### Données d'entrée

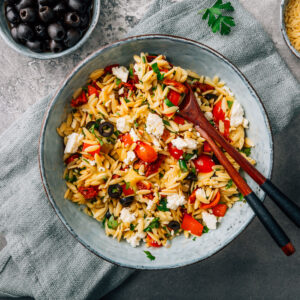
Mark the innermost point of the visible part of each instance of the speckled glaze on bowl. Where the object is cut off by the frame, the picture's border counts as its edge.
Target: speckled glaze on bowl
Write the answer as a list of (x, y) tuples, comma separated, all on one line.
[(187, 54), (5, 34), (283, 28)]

######
### Données d'entrée

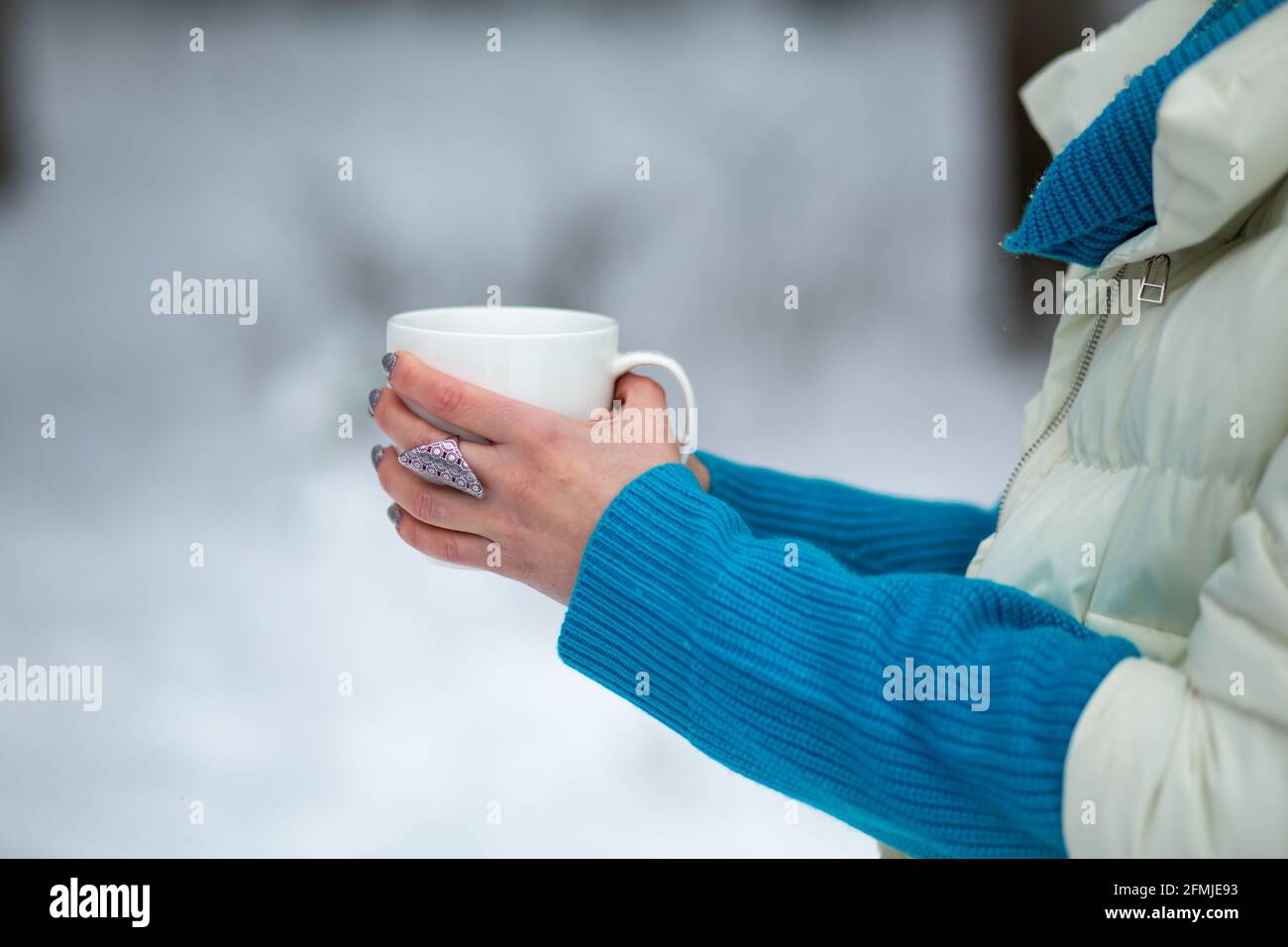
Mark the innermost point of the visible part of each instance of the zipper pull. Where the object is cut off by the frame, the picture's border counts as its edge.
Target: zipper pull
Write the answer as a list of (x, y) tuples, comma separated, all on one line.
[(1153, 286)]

######
### Données d'entrée

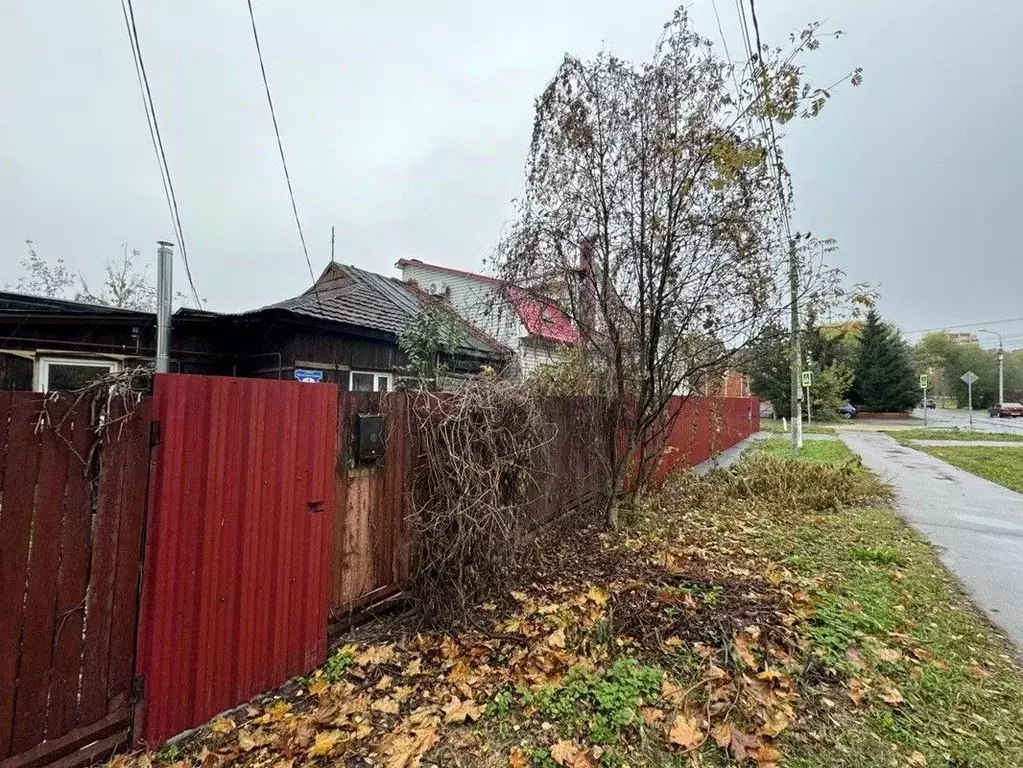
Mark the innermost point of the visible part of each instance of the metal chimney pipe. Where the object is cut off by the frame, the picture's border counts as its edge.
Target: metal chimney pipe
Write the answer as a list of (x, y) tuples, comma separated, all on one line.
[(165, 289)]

######

Remettez à l'échelle les données ci-dessus en les recopiant depuis la ligne qui contient « of the speckled » jusqu'à celle qui contient « [(187, 54), (5, 34), (283, 28)] » incluse, consignes comprises. Multipliez par 0,95 uniquement les coordonnées des réponses et arrondissez-les à l'entier, les demis vers le haut.

**Réponse attendue**
Mark the innermost point of the visible part of each instance of the speckled glaze on bowl. Where the object is cut off by the frame, the picture's border counts as its edge.
Target: speckled glaze on bowl
Write the answer as a list of (x, y) tuples, comma separated, all on one line.
[(178, 51), (5, 32), (269, 27)]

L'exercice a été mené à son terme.